*LISTED ENTRIES*:
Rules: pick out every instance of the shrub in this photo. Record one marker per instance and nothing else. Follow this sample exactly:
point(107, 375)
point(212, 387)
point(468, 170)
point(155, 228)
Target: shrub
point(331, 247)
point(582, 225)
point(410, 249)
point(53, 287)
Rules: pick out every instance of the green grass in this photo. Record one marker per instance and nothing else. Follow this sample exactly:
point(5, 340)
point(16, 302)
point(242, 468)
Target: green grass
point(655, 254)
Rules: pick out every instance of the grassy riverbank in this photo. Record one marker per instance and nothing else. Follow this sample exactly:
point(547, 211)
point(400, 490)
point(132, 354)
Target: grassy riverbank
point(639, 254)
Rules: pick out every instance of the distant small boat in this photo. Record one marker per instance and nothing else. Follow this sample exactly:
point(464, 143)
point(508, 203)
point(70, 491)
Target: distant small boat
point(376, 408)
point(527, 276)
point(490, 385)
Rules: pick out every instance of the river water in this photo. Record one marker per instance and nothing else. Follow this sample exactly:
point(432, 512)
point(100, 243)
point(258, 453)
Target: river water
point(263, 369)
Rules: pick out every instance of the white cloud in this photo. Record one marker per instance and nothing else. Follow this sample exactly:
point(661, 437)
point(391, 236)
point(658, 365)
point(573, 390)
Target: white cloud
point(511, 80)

*WHAT IS REQUIRED*: Check each line of the material for "this". Copy the ones that have it.

*OUTPUT*:
Rules: pick out every instance of the shrub in this photo. Record one marker per instance and nothing else. Follow this sample exactly:
Rules: pick out every instance of the green grass in this photo. Record one marker per instance and nothing else. Follow this sample exactly:
Rules: pick out every instance of the grassy riverbank in this photo. Record one marker per instance and nothing else. Follow this sample exactly:
Rules: pick out every instance of the distant small boat in this photo. Record one marker per instance and nothing else. Follow this sample exactly:
Rules: pick out every instance of the river water in this photo. Record one marker per instance and nothing else. Follow this sample exactly:
Rules: pick out every instance of the white cloud in this photo. Record one marker per instance and nothing else. Follow this sample exactly:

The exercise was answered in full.